── Given information ──

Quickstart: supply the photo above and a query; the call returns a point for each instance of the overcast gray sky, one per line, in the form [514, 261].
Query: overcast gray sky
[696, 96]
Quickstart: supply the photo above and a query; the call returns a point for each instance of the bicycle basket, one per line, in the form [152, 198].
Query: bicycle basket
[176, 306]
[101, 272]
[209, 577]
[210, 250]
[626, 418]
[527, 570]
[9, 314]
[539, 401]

───
── Given information ──

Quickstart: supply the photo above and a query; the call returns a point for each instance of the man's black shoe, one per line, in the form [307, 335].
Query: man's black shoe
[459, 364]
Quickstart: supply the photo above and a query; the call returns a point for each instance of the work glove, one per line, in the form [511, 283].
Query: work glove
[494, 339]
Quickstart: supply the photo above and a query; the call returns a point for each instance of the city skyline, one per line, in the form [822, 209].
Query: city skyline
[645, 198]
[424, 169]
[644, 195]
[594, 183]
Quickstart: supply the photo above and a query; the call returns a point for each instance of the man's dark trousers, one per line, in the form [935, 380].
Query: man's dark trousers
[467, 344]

───

Goal.
Pull out every line of the entries above that contains the word "shoe", and copy each one in full.

Solution below.
Quickstart: supply the photo above and a query; the call returns a point for each instance of the man's black shoe, one per line, in the form [307, 335].
Query: man's black shoe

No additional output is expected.